──────── Stored rows ────────

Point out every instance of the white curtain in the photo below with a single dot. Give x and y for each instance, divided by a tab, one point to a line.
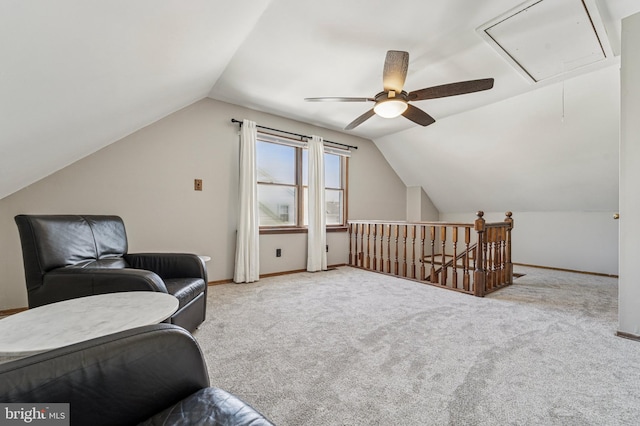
247	246
317	236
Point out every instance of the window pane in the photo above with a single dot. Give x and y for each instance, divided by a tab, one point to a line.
276	163
305	169
334	209
277	205
332	173
332	170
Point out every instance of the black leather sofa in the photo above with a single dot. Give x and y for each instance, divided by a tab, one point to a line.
69	256
152	375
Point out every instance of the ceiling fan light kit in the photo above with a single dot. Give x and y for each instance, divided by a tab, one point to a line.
394	101
389	106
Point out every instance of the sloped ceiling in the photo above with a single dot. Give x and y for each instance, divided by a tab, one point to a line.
77	75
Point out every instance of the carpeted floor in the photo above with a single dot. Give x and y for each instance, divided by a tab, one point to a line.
350	347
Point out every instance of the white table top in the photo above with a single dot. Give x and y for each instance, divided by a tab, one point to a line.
71	321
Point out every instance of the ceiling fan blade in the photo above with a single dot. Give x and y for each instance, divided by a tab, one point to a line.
418	116
339	99
396	65
358	121
451	89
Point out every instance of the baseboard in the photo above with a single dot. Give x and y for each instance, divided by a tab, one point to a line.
8	312
567	270
275	274
628	336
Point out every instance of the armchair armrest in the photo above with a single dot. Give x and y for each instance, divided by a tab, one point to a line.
169	265
123	378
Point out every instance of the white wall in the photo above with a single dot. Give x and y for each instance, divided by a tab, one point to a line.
147	178
581	241
629	290
419	206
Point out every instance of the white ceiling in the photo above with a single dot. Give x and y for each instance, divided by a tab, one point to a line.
77	75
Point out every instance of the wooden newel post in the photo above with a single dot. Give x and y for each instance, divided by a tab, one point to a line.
479	275
507	261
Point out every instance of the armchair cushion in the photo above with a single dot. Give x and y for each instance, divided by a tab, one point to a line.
127	378
68	256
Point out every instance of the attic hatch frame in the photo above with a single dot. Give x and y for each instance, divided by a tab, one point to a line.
595	20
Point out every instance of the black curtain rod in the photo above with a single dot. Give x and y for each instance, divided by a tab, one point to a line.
233	120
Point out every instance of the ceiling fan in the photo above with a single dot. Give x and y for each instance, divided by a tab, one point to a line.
393	101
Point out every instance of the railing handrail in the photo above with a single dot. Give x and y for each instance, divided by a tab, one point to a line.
399	248
428	223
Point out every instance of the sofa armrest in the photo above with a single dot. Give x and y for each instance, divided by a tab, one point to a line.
123	378
169	265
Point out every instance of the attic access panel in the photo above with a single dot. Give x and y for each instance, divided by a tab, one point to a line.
544	39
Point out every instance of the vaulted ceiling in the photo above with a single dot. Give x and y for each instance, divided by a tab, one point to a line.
77	75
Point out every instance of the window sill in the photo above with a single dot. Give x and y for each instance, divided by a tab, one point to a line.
297	230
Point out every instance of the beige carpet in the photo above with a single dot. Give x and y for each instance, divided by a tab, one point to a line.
350	347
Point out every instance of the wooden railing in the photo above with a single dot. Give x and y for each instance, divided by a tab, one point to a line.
473	258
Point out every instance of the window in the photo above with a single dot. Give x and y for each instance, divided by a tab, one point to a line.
282	184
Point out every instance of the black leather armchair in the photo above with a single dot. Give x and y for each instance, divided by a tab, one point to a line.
69	256
152	375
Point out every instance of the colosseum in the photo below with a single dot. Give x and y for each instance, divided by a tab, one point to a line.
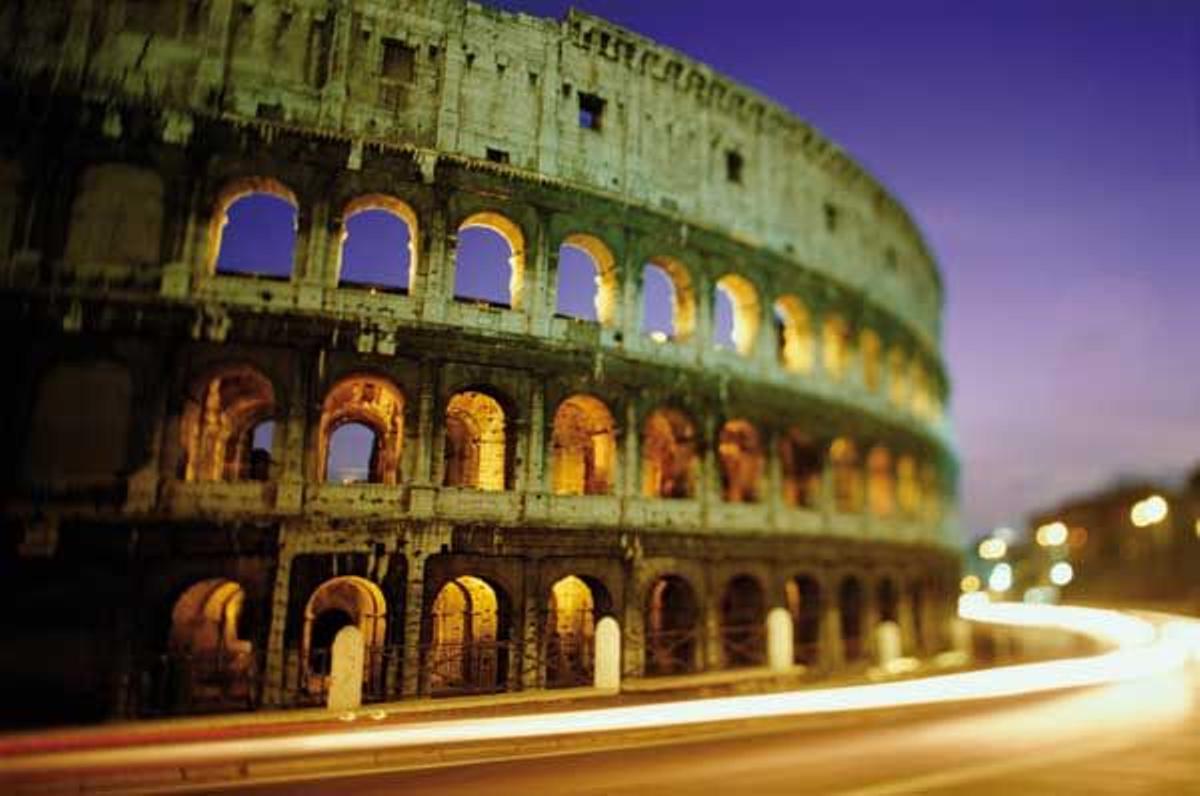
463	328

────────

# Aim of the task
Can you give all of the data above as a numbered list, one line to each number, with blank lines and the pictures left out?

# Result of this task
1. Point out every instance of the white curtain in the photo below with a single dot. Give x and y for each instance, divided by a tab, one point to a line.
2. 247	246
3. 317	236
4. Point out every instance of the window pane in the photo above with a single dot. Give x and y for each instance, divided by a tab, one point to a line.
5. 276	163
6. 305	169
7. 334	209
8. 277	205
9. 332	173
10. 332	170
11. Point out every instance of the black leather sofa in the photo above with a single dot. Give x and y for each instance, divided by a tab, one point to a line.
12. 69	256
13. 152	375
14. Point out every instance of the ceiling fan light kit in the photo above with a single dot. Give x and y for each instance, divided by a tab, one point to a line.
15. 394	101
16. 389	106
17. Point out every instance of the sloped ceiling in the photo above with a single dot. Give x and y for each instance, divided by a tab, one point to a line.
18. 77	75
19. Point out every instance of the carpeted floor in the photo above with a single dot. Give x and y for each instance, divided by a tab, one point to a line.
20. 350	347
21. Point out every instance of the white table top in the photo above with a single dot. Give x and y for each instance, divided by a tab, one point to a line.
22. 71	321
23. Point out every instance of the ceiling fan blade in the photo above with a single dot. Give x and y for each instance, divided by a tab, one point to a line.
24. 418	116
25. 339	99
26. 396	65
27. 358	121
28. 451	89
29. Point out every instance of the baseboard in the photo above with a single dot. Give x and y for each instance, divided by a tab, one point to a line.
30. 8	312
31. 567	270
32. 275	274
33. 628	336
34. Point out every instance of the armchair armrest in the photo above with a single dot. Give x and y for each instance, divided by a tab, one point to a line.
35. 169	265
36. 123	378
37. Point out every instance of the white wall in the photo above with a single dot. Give x and y for each instance, divided by a tab, one point to a line.
38. 147	178
39. 581	241
40. 629	290
41. 419	206
42. Point out every instance of the white ceiling in the photo above with a single dot. Give x and y for each instance, divided by a tab, one point to a line.
43. 77	75
44. Point out every instance of the wooden newel post in the photo above with a single dot. Give x and y for each instance, divided by a tab, one point to a line.
45. 479	275
46. 507	261
47. Point out every instance of the armchair cushion in the photo above with a single dot. Give x and y for each instance, divided by a tab, one point to a line.
48. 127	378
49. 68	256
50. Point out every instance of the attic hatch frame in the photo above with a single dot. Give x and y for each instance, divided by a tab, one point to a line.
51. 595	20
52. Point out every instance of the black curtain rod in the photo above with a single dot. Give x and y for each instance, divided by a tab, one point to a line.
53. 233	120
54. Point out every instance of the ceiling fan in the photo above with a single dot. Give x and y for each instance, divided by a tab, one point to a line.
55. 393	101
56. Point out every instance of the railing handrail in the photo above with a single dot. Give x and y for each instance, divided by a tab, one point to a line.
57. 399	248
58. 428	223
59. Point out every instance of the sofa armrest in the photo above with a single dot. Give x and y for each instance, divided by a tab, one point to a line.
60. 123	378
61. 169	265
62. Point out every instance of the attic access panel in the photo above with a single dot. Give x and y for each instance, divided by a tab, one point to a line.
63. 544	39
64. Point out every instance of the vaulted ceiling in the photo above with a single dot. Give x and y for each instance, divided by a tab, one point to a line.
65. 77	75
66. Point out every instance of the window sill in the photo above with a single dot. Give x and y for each instance, divided by a tab, one point to a line.
67. 297	230
68. Point out every instance of the beige carpet in the photo above with a single dot. Give x and y for each instance, divided by a tab, one point to a line.
69. 350	347
70. Point out every instance of the wooden railing in the photo above with a single dot. Give x and y for each instance, divided by a tab, one point to a line.
71. 473	258
72. Point out every instance of the window in the photo above with a single dot. Give x and y for each instance, divided by a tab, one point to a line.
73. 282	184
74. Point out every instance of the black leather armchair in the photo above with a single dot. Give x and y for each instance, divided by a tab, one point to a line.
75. 69	256
76. 152	375
77. Point out every instance of the colosseum in the photo below with a single dot. Give x and y for each instance, divided by a tab, one point to a line.
78. 463	328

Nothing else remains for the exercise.